(Stored data entries)
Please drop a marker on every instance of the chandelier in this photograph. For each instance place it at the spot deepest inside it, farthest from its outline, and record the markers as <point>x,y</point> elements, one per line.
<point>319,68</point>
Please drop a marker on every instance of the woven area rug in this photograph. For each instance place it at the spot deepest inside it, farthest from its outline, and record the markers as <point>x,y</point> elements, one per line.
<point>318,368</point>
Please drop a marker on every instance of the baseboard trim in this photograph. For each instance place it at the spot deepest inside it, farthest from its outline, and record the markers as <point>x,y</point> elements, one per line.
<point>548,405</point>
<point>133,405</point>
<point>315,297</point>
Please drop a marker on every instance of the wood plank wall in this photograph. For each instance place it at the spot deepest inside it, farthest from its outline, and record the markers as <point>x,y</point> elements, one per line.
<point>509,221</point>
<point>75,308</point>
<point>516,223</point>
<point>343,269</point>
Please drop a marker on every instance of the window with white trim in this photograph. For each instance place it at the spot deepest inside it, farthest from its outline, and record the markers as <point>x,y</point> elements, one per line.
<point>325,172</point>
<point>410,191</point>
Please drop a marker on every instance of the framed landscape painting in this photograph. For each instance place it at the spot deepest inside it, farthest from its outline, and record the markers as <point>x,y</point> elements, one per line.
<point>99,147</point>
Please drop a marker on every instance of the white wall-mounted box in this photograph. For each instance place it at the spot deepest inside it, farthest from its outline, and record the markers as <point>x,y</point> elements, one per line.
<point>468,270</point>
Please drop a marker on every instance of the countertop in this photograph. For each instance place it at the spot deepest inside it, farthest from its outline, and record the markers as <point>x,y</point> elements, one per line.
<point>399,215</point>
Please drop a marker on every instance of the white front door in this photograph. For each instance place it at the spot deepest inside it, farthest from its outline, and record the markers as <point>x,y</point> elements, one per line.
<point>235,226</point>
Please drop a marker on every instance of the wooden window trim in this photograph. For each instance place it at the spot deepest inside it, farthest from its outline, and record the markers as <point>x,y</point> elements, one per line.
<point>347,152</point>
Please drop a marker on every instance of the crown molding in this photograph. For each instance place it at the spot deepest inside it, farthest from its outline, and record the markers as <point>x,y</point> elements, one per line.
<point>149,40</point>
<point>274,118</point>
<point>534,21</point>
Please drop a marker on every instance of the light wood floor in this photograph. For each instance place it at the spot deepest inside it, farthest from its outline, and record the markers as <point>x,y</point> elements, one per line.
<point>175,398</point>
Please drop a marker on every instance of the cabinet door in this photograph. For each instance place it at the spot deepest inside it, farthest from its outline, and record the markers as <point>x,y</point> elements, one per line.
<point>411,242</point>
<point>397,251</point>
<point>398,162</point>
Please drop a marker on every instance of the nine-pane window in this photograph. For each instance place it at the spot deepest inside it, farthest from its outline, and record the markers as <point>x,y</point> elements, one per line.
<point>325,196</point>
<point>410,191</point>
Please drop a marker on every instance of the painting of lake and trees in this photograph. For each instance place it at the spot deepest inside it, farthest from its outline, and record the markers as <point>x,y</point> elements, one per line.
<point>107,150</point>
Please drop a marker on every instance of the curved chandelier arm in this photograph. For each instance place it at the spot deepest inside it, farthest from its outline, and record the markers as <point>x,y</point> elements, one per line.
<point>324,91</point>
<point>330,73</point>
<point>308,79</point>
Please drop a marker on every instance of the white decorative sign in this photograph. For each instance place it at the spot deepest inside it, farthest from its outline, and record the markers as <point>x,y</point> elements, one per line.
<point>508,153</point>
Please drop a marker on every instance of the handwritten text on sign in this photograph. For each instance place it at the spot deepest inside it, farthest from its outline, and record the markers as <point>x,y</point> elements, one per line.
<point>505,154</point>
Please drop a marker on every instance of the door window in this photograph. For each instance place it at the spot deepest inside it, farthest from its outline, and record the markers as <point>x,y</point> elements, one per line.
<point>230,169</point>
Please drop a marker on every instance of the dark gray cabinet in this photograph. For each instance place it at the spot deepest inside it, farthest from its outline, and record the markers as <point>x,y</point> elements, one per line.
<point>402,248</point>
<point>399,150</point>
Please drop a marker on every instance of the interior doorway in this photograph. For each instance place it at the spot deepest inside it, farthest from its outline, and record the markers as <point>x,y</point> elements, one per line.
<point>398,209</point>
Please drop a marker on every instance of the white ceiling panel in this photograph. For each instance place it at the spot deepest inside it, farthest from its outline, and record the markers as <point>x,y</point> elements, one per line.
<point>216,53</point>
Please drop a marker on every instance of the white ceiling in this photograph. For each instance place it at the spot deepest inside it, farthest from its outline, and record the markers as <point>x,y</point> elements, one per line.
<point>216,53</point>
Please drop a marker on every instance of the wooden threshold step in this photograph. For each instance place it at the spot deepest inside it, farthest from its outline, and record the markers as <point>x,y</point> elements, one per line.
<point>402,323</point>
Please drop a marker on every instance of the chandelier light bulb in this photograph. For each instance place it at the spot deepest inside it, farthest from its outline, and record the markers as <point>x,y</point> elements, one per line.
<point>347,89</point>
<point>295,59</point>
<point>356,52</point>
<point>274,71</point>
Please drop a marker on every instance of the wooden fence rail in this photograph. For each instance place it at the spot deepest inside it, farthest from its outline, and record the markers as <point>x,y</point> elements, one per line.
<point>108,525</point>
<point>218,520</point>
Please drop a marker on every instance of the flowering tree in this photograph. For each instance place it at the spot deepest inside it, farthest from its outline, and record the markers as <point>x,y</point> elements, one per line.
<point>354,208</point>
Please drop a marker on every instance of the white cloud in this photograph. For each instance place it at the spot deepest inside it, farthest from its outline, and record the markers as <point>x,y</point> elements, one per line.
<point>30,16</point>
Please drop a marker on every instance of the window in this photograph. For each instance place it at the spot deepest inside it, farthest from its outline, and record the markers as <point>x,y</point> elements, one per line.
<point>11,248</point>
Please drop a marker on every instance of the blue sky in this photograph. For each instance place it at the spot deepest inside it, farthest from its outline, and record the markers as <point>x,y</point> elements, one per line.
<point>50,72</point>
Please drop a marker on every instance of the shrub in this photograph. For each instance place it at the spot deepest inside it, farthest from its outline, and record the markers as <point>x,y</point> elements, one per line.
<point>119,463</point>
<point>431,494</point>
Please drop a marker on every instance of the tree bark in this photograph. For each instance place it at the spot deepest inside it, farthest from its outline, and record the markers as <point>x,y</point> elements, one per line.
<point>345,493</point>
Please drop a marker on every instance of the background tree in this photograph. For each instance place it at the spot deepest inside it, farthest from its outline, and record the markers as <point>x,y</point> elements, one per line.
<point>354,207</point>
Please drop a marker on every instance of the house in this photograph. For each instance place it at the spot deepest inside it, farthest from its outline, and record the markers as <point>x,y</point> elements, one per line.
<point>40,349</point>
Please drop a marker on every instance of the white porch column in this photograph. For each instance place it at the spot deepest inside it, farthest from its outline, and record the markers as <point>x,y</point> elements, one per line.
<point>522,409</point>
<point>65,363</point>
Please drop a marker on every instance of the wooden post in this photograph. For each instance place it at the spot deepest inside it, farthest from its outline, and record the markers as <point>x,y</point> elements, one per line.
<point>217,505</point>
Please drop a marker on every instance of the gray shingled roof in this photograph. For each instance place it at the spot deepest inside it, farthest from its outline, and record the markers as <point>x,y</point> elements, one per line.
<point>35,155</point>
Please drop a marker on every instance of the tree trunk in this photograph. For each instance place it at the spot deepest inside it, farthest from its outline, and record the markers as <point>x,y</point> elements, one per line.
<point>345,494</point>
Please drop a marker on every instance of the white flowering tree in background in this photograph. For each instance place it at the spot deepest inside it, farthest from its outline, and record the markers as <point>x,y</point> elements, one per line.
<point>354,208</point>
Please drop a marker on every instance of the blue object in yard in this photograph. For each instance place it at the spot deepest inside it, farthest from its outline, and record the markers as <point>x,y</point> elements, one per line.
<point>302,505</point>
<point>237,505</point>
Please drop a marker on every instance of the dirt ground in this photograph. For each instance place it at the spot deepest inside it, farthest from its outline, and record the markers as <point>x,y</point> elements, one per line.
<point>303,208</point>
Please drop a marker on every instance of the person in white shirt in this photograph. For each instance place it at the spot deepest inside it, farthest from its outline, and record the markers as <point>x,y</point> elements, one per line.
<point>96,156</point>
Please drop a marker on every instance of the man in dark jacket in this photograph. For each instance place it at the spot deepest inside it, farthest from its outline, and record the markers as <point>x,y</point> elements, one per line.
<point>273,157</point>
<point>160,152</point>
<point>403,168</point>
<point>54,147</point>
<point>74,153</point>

▸ **TASK REQUIREMENTS**: Output exactly the lines between the one containing "Please drop a marker on every instance of the white flowering" and the final line above, both inclusive.

▸ **SOLUTION TO THE PROBLEM**:
Please drop a marker on every instance of the white flowering tree in background in this photograph. For each instance place it at the spot deepest inside it, farthest from its outline, and record the markers as <point>x,y</point> elements, one per line.
<point>354,208</point>
Please drop a marker on every instance of the blue object in yard in this photograph. For each instance place it at the spot deepest inside it, farthest from its outline, and record the markers as <point>x,y</point> elements, one per line.
<point>302,505</point>
<point>237,505</point>
Please drop a marker on every instance of the dirt ground in this photograph. For each instance place it at the spot deepest inside it, farthest from its outline, and record the markers as <point>x,y</point> elements, one per line.
<point>303,208</point>
Please drop a marker on every instance of the person in white shirt in this photograph. For each instance place it at the spot deepest inside it, farthest from its outline, and record the markers as <point>x,y</point> elements, one per line.
<point>96,156</point>
Please drop a marker on every instance of the man in dark jacket in this photograph. For each instance place it at the spot deepest inside it, farthest from its outline, and record the markers as <point>x,y</point> elements, one per line.
<point>273,157</point>
<point>160,152</point>
<point>403,168</point>
<point>54,147</point>
<point>74,153</point>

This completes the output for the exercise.